Referring expression data
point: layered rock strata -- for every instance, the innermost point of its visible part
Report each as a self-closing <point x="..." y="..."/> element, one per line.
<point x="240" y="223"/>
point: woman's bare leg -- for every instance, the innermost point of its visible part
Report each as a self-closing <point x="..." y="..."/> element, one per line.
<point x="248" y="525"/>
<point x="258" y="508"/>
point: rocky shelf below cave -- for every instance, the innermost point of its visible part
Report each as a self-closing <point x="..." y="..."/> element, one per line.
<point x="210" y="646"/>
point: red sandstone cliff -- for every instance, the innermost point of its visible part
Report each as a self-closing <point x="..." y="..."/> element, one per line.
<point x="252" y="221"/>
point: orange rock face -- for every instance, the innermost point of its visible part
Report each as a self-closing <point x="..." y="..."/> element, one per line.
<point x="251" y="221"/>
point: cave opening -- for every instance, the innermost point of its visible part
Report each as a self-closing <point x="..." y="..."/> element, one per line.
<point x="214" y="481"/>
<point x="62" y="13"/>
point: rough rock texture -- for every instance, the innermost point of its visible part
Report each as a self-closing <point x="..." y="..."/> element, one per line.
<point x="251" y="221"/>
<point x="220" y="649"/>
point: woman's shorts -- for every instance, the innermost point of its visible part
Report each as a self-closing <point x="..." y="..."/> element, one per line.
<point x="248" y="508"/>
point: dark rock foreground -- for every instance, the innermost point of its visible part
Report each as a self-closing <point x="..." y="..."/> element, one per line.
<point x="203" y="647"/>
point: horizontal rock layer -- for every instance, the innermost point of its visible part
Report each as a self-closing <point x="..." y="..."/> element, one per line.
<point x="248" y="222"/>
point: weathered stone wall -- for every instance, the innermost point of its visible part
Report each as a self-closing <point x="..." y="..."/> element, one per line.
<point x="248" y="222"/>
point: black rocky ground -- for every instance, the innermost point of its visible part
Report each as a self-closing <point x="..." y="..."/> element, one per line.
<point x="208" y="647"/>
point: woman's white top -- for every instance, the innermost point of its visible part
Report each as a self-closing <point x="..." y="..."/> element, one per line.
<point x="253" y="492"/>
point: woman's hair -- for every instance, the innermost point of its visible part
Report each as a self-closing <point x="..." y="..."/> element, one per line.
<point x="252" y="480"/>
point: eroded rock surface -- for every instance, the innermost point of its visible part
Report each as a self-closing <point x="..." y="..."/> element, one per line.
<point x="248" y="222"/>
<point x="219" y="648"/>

## DIRECTIONS
Every line above that holds the word "rocky" is to be found and copied.

## THE ANSWER
point: rocky shelf below cave -- for every instance, the innermost point of its visible part
point: black rocky ground -- for every instance, the innermost point of its visible part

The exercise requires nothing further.